**TASK PROMPT:**
Omit the pictures while printing every entry below exactly as given.

[SUPPLIED INFORMATION]

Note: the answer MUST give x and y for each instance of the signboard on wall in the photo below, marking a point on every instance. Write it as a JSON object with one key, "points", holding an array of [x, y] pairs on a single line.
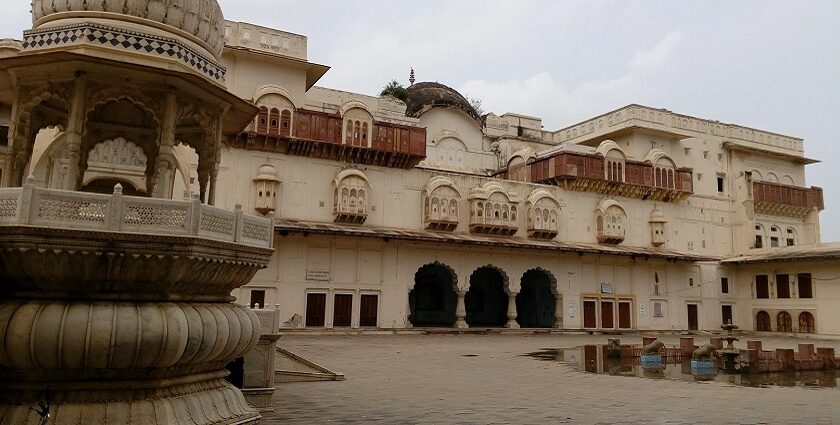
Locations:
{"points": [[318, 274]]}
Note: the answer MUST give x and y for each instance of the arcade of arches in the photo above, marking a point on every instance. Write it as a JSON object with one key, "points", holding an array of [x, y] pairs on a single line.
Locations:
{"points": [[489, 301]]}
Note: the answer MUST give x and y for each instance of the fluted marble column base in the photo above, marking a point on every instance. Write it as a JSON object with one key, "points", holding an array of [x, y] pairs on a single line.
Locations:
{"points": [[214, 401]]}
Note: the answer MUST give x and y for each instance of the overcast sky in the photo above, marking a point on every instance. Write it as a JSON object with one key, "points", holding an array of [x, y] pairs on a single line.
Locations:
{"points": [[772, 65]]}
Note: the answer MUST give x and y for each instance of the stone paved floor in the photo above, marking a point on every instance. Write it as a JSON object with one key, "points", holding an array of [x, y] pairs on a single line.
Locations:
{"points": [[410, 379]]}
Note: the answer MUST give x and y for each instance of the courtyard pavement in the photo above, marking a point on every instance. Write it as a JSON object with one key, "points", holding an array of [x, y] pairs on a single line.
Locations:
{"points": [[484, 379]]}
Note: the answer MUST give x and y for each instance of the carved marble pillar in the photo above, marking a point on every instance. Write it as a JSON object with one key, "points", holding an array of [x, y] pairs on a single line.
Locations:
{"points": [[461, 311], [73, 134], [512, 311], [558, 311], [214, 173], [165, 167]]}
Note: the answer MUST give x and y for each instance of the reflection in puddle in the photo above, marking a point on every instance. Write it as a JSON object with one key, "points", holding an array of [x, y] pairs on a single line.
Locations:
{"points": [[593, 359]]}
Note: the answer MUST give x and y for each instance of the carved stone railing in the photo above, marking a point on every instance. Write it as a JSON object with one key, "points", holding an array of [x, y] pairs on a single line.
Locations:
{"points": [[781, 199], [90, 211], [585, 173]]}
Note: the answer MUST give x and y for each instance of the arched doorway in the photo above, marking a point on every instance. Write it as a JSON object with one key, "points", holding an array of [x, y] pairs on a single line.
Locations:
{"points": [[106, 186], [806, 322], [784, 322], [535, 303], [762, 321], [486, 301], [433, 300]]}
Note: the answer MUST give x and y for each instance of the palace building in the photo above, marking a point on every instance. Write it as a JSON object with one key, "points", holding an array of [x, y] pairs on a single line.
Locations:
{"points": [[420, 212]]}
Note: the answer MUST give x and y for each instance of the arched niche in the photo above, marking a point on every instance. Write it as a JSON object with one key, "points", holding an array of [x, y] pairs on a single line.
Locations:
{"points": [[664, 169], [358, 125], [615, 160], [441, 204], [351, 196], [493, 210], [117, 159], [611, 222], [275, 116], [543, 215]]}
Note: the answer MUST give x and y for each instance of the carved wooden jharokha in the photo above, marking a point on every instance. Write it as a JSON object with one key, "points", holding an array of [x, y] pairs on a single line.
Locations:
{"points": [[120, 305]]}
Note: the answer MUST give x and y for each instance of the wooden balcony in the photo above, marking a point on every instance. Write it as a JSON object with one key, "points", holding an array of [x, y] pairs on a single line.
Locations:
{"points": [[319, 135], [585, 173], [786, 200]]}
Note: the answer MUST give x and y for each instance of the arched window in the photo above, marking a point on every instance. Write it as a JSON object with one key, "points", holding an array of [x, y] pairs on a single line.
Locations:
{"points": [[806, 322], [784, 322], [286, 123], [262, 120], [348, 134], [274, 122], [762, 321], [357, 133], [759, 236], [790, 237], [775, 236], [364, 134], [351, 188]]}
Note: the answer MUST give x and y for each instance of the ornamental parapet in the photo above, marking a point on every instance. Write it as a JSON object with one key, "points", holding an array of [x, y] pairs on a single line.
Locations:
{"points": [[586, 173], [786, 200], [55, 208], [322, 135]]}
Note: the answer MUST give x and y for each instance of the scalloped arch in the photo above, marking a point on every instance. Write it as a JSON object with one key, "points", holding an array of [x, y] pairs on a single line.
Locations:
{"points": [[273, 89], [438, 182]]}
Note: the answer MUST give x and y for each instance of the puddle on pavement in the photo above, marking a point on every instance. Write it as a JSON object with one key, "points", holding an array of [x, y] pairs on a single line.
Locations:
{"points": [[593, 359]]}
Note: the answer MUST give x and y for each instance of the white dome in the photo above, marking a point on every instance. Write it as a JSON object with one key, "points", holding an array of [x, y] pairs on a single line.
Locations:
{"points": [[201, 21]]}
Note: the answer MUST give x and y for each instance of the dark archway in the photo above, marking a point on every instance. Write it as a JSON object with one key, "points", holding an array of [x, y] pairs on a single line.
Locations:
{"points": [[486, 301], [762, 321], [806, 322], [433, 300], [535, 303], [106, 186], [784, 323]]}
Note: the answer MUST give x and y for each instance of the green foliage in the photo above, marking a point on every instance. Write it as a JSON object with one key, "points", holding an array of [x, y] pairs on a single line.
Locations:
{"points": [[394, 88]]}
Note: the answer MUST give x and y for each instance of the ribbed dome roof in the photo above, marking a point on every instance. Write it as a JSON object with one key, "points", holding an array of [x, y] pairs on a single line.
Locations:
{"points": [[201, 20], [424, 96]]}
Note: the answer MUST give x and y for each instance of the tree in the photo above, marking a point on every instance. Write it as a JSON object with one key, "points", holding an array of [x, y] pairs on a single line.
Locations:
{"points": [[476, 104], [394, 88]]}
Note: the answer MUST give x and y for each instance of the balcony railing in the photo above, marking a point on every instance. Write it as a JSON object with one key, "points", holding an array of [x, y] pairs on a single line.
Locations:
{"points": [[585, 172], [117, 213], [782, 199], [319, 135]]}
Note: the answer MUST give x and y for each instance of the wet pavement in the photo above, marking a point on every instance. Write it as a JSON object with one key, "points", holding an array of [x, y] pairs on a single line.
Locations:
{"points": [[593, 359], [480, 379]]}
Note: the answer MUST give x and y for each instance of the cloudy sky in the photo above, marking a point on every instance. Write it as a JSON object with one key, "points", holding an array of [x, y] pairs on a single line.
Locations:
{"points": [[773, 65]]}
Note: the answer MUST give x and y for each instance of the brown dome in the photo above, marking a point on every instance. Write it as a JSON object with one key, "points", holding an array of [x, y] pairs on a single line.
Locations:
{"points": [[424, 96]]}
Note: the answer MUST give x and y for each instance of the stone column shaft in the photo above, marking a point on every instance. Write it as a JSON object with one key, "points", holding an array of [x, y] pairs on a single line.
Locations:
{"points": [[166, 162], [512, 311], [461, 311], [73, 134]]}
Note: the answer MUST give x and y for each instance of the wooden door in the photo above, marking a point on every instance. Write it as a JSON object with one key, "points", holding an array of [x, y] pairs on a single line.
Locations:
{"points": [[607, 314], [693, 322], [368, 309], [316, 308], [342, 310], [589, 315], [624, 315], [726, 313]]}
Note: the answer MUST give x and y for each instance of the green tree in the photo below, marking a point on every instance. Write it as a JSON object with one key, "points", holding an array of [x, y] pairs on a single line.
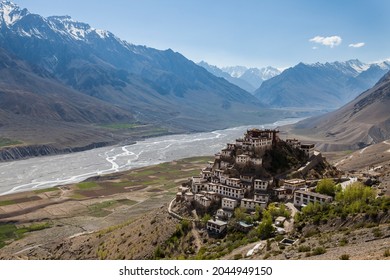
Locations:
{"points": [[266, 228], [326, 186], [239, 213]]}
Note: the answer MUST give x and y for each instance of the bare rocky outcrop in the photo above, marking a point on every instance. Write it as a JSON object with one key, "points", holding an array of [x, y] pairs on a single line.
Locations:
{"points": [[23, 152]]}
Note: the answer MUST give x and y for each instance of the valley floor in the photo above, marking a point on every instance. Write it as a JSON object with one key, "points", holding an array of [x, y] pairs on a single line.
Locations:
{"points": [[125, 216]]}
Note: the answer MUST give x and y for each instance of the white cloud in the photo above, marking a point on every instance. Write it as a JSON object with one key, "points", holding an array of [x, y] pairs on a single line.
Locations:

[/SUPPLIED INFORMATION]

**RESULT OF THIS TASK:**
Note: the answer MUST give x and y for each instance of the signboard on wall in the photo below, marking a point on every instance. Write it as a JSON object with one key, "points", holding an array of [x, y] pairs on a single line.
Locations:
{"points": [[318, 274]]}
Note: the answer MUST give x and y for each instance of the arcade of arches in the photo above, marking a point on every instance. Write it as a JSON object with one key, "points", holding an array of [x, y] pairs on a single line.
Locations:
{"points": [[489, 301]]}
Note: the answer MUST give x and y for each instance of the fluted marble column base in the photo above, marking a point on every instance. Write it as a JSON object with one key, "points", holding an array of [x, y] pairs on a single line.
Locations:
{"points": [[214, 401]]}
Note: the answer MUST give x and y for each instance of the overcast sky in the photo above, marking a point on every instance. Write it as a JSON object with one key, "points", holding an array of [x, y] pairs on a single line.
Locations:
{"points": [[772, 65]]}
Note: the answer MUST give x and y for each instance of the stone paved floor in the photo above, marking a point on every instance. Write it as a JSON object with one key, "points", holding an array of [x, y] pairs on a single line.
Locations:
{"points": [[410, 379]]}
Note: the answer MUST give x and y for each instance of the courtyard pavement in the photo above, marking a point on every instance. Write it as a JSON object with one key, "points", holding an array of [x, y] pairs on a single line.
Locations:
{"points": [[484, 379]]}
Note: the answer MUST give x and y for each instance of the carved marble pillar in the photo above, marking a point on every instance. Write it as a JSON object with one key, "points", holding an array of [x, y] pairs on a single line.
Locations:
{"points": [[461, 311], [73, 134], [512, 311], [558, 311], [214, 173], [165, 167]]}
Note: the answer MUST give x and y for each instance of the reflection in puddle in the photo above, marking a point on every instance. Write it as a JSON object with one key, "points", holding an array of [x, y] pairs on a single line.
Locations:
{"points": [[593, 359]]}
Note: the answer MUST give x and y for each instance of the carved stone railing in the photo above, marking a point on every instance. Write it as a JSON object with one key, "points", holding an array of [x, y] pairs on a single line.
Locations:
{"points": [[781, 199], [90, 211], [585, 173]]}
Note: the answer MUST give x and y for each instance of the arched doorway in the photo above, marking a point on every instance. Write it as a JSON object with one key, "points", holding an array of [x, y] pairs on a single line.
Locations:
{"points": [[106, 186], [806, 322], [784, 322], [535, 303], [762, 321], [486, 301], [433, 300]]}
Note: the answer MUST give x and y for each instance of the palace building in the photo above, marking a point on every instance. Write it as a JSON object with one key, "points", holding an array of [x, y] pairs on a single line.
Locations:
{"points": [[420, 212]]}
Note: the answer MUST give x and y for each instance of the arched niche in the photo above, marking a point on every instance. Write it as a JSON object with one key, "points", holding an array of [x, y] pairs on a single line.
Locations:
{"points": [[664, 169], [358, 125], [615, 160], [441, 204], [351, 196], [493, 210], [117, 159], [611, 222], [275, 116], [543, 215]]}
Note: the answer MUST give x and y for each instance of the carved wooden jharokha in the photo above, marking a point on every instance. Write it as a JSON object with one key, "points", holding an array of [x, y] pairs on a single line.
Locations:
{"points": [[120, 305]]}
Note: the answer MUST give x and y for each instance of the wooden balcony in the photo above, marking a point on every instance. Write it as a JSON object with one key, "points", holding an array of [x, y] pairs on a single line.
Locations:
{"points": [[319, 135], [585, 173], [786, 200]]}
Note: the answer MUST give x and y for each instance of the arched window in the photo above, marking a point on every instance. Write it as a JSON object with one key, "points", holding an array of [x, y] pairs on a single line.
Locations:
{"points": [[806, 322], [784, 322], [286, 123], [262, 120], [348, 134], [274, 122], [762, 321], [357, 133], [759, 236], [790, 237], [775, 236], [364, 134], [351, 188]]}
Note: the answer MUST give x and y for each instance of the ornamental parapet in the photo above, marking a point on every instance. Write it as a JSON object with one key, "points", holding an array of [x, y] pairs on a single line.
Locations:
{"points": [[586, 173], [786, 200], [55, 208], [322, 135]]}
Note: the answer MUST give x and y for each instance of the scalloped arch in the photo above, marking a point on every instance. Write it as a JSON object with one key, "points", holding an array of [x, y] pairs on a single line.
Locations:
{"points": [[273, 89], [438, 182]]}
Note: the answer MUST give x and y for each instance of the puddle on pavement in the photo above, marking a point on every instance. Write it as a JSON object with one key, "points", holding an array of [x, y] pairs on a single line.
Locations:
{"points": [[593, 359]]}
Note: the answer MUST give x and y for each instance of the white dome in the photo above, marking a point on every instance. Write it as a JSON object with one key, "points", holding an array of [x, y] pairs on a single line.
Locations:
{"points": [[201, 21]]}
Note: the answer MUST give x and y for each instance of the dark archway in the photo above, marking a point on every instance. Write it as a JSON object with one key, "points", holding an array of [x, y] pairs on a single line.
Locations:
{"points": [[486, 301], [762, 321], [806, 322], [433, 300], [535, 303], [106, 186], [784, 323]]}
Note: the answer MUST give x and y for each instance of the green foliage in the photo above, marking a point on every instance. Write it as a JSON object with one key, "points", holding an array of [x, y] pairs on a single line.
Locations:
{"points": [[394, 88]]}
Note: the answer MUST give x and y for each instance of the ribbed dome roof in the photo above, marking a point on every instance. Write it as a JSON object with one key, "points", holding an array of [x, y] pairs on a single line.
Locations:
{"points": [[201, 20], [424, 96]]}
Note: the answer MUST give x and y for each instance of the tree in the photo above, marking a point on every instance. Write it as a JSON object with one key, "points", holding an array of [x, y] pairs on a single line.
Locations:
{"points": [[476, 104], [394, 88]]}
Note: the answer MUST give x and y for each instance of the balcony railing in the photo above, marking a point on every instance. Write it as a JSON object with one key, "points", holding an array of [x, y] pairs on a single line.
Locations:
{"points": [[585, 172], [117, 213], [782, 199], [319, 135]]}
Note: the answer MUST give x and y for each instance of the wet pavement in the photo above, marking a point on every instance. Write it as a JSON object with one key, "points", holding an array of [x, y] pairs on a single line.
Locations:
{"points": [[593, 359], [480, 379]]}
Note: the answer MUST give x and y for each instance of the cloudy sky in the photo above, marking a point on every instance. Write it as a JSON object with one key, "points", holding an array of [x, y] pairs on a single line.
Locations:
{"points": [[773, 65]]}
Note: the answer MUST give x and y for each instance of the brown dome in the photo above, marking a point on every instance. Write it as a JSON object with one key, "points", holding an array of [x, y] pairs on a single line.
Locations:
{"points": [[424, 96]]}
Note: the answer MUST give x and y for each instance of the stone column shaft in the photo above, marking a point on every instance. Write it as a JSON object with one key, "points", holding an array of [x, y] pairs on a single line.
Locations:
{"points": [[166, 162], [512, 311], [461, 311], [73, 134]]}
Note: the answer MUST give x and y for each instance of the wooden door in the photo above, marking a point on every instance. Write it as a JSON object with one key, "points", holding an array of [x, y] pairs on a single line.
Locations:
{"points": [[607, 314], [693, 322], [368, 309], [316, 308], [342, 310], [589, 315], [624, 315], [726, 313]]}
Note: the answer MUST give x and y for each instance of the green tree in the photo below, marking a point on every instance. Write it as a JSON object with one key, "points", holding an array of [x, y] pairs on a single line.
Locations:
{"points": [[266, 228], [326, 186], [239, 213]]}
Note: the answer MUST give x and y for each instance of the bare rocky outcrop in the photo above, marking a point on every instance. Write it as a JSON object with one key, "points", holding an array of [x, y] pairs on a single line.
Locations:
{"points": [[23, 152]]}
Note: the answer MUST give x and y for each instance of the valley floor in the photo above, marking a point on every instance. Write it as a JSON object with one key, "points", holding an array of [x, y] pairs on a single line.
Locations:
{"points": [[125, 216]]}
Note: the answer MUST give x and y for each instance of the white cloud in the photo above, marking a point on every instance. Write it as a JSON object with one key, "points", holding an array of [x, y] pairs on a single line.
Locations:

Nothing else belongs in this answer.